EXERCISE: Return all of the records below verbatim.

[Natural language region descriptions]
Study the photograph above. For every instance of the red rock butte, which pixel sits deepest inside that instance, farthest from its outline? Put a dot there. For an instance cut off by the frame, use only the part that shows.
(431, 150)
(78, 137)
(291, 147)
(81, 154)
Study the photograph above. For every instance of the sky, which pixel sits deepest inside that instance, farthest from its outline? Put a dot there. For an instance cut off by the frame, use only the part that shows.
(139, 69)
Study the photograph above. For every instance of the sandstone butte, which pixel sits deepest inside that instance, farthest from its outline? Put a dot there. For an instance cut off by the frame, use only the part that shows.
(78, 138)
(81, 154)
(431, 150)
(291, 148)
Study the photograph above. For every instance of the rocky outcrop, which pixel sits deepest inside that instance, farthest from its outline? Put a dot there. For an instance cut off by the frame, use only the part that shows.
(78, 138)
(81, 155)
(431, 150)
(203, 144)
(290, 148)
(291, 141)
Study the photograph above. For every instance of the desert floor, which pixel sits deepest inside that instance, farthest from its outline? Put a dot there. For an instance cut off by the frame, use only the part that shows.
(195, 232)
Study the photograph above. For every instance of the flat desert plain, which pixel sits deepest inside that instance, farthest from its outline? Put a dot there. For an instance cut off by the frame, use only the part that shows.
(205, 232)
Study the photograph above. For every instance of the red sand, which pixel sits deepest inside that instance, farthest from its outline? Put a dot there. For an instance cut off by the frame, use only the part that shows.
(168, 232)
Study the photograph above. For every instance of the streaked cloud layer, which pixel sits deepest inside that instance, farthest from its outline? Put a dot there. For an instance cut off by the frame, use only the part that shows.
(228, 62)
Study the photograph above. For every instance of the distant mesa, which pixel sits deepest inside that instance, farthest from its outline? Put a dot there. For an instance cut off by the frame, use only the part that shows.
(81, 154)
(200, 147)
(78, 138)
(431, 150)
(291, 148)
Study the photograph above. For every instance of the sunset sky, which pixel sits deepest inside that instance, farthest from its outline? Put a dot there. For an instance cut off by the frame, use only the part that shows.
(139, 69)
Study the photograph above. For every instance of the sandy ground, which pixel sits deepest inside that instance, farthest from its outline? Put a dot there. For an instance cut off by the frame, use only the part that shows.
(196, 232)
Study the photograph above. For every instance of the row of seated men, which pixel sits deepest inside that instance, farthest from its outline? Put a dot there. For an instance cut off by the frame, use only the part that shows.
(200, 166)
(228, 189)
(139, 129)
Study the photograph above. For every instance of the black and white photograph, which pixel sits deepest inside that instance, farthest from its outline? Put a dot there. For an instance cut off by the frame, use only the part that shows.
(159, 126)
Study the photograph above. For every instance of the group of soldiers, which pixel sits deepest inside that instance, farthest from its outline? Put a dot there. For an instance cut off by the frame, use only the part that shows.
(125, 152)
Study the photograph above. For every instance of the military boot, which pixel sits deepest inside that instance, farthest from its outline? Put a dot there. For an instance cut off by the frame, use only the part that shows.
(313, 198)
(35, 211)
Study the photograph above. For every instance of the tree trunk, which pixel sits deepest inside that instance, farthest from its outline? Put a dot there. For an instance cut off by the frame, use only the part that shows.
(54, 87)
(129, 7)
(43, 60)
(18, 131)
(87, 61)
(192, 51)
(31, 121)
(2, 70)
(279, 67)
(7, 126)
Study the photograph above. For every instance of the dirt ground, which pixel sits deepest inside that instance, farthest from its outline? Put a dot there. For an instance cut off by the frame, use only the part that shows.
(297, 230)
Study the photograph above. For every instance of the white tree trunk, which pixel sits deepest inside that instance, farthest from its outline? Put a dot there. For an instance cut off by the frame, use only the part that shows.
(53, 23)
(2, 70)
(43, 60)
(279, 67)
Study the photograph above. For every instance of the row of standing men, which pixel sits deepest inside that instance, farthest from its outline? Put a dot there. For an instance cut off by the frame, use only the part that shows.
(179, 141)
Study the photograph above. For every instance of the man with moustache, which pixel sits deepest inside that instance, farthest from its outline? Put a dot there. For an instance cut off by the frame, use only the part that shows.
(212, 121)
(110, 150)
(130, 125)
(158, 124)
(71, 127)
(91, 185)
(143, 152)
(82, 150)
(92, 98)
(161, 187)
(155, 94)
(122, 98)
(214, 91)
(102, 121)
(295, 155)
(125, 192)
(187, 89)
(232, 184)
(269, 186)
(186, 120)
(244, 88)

ANSWER SECTION:
Study the photograph above. For every instance of the red rock butte, which pixel sits deepest inside that instance, farthest from its outline? Put a dot there. For an instance cut off by the frame, use only the part that shows.
(431, 150)
(78, 137)
(291, 147)
(81, 154)
Study the photograph above. For every instance of the sky, which pixel sits deepest inside that instance, farthest from its outline? Put a dot there. For an instance cut off by the frame, use only the part that shows.
(139, 69)
Study the photograph above. For every instance of the sandstone butte, which pixel sits deepest inside that instance, farthest from its outline? Put a dot there. For an instance cut off by the frame, use only the part that shows.
(78, 138)
(81, 154)
(431, 150)
(291, 148)
Study the photograph above. For every instance of the rocky outcrop, which pixel sits deepest inside that instance, farthest from its outline? Put a dot there. For an instance cut off by the frame, use only the part that shows.
(78, 138)
(81, 155)
(431, 150)
(203, 144)
(290, 148)
(291, 141)
Study the photograph above. For every instance of the desert floor, which pixel sits deepest inside that instance, farthest from its outline? Put a dot there. For an instance cut off by the frame, use only the part that shows.
(195, 232)
Study the photograph above. For every instance of the flat desert plain, which pixel sits deepest inside that instance, farthest from its outline? Put a dot there. For an instance cut off by the frame, use only the part that shows.
(205, 232)
Study the photograph above. For every instance of the red sand, which pixel sits deepest inside that instance, farthest from its outline? Put a dot there. For an instance cut off by the frame, use only the part that shows.
(168, 232)
Study the photograph above. For every instance of the streaked cloud layer, which pixel sits deepest inside that instance, farthest from its outline? Put a dot there. For an instance cut off by the frame, use only the part that shows.
(228, 62)
Study the photograph above. For every instance of the distant mesa, which pixel sits deepest inside that instance, farthest from its outline? Put a dot there. For an instance cut off by the frame, use only the part that shows.
(81, 154)
(200, 147)
(78, 138)
(431, 150)
(291, 148)
Study the photograph above. For every instance of the sunset sky, which pixel sits deepest inside that instance, farthest from its outline? Put a dot there. For an instance cut off by the frame, use only the part that shows.
(139, 69)
Study the photograph above. For every instance of the sandy ground, which pixel sits deepest inside that instance, farthest from its outline? Put a dot there. For an instance cut off by the frame, use only the part that shows.
(196, 232)
Study the photograph above. For every instance of the row of seated men, which pixel sits deepest inside that instance, farthest from its outline? Put a dot there. For an instance cut off by the frame, use only the part that shows.
(200, 166)
(228, 189)
(139, 129)
Study the photograph above. For every instance of the black and white photograph, which pixel sits deepest inside that instance, farthest from its outline? Put a dot there. For an instance cut off by the frame, use only the part that shows.
(159, 126)
Study the photograph above. For every instance of the group of soldiers, which pixel sits deepest inside that instance, farthest from its outline? Put a dot there. For an instance cut off by the frame, use only the part that shows.
(125, 152)
Study the photograph above. For every instance of the military boot, which pixel sits deepest inside that instance, farthest from its outline? Put a dot there. For an instance cut off by the frame, use only the part that shows.
(313, 198)
(35, 211)
Study the photograph above. For every instance of the tree trunk, which pixel sits deepest inside that instance, farthest from its outline? Put a dot there. For an instance cut off by the frame, use only the part that shows.
(54, 87)
(129, 7)
(43, 60)
(18, 131)
(87, 61)
(192, 51)
(31, 121)
(2, 70)
(279, 67)
(7, 126)
Study the photograph above. For every instance of the dirt ground, which pixel sits deepest inside that instance, farthest from its outline? Put a dot there. For an instance cut off by the frame, use only the part that shows.
(297, 230)
Study the photograph above. For every instance of the white tree trunk, which pixel sits deepest inside that instance, farthest from its outline? Put a dot there. For an instance cut off by the frame, use only the part that shows.
(53, 23)
(2, 70)
(43, 60)
(279, 67)
Study the photograph above. For every instance of the row of standing men, which pixel sits deepest inside that instance, farthest from its outline? Put a dot there. For an instance cut off by the frame, use only the part that shows.
(179, 141)
Study the photograph above. For every instance of the man with moustache, which pixel sits deepest inside that instance, farthest from its outline? Put a dot there. For an instance cut off by the frame, use only the part that shows.
(212, 121)
(110, 150)
(130, 125)
(158, 124)
(71, 127)
(91, 185)
(143, 152)
(82, 150)
(92, 98)
(161, 187)
(155, 94)
(122, 98)
(214, 91)
(102, 121)
(295, 155)
(125, 192)
(187, 89)
(232, 184)
(269, 186)
(186, 120)
(244, 88)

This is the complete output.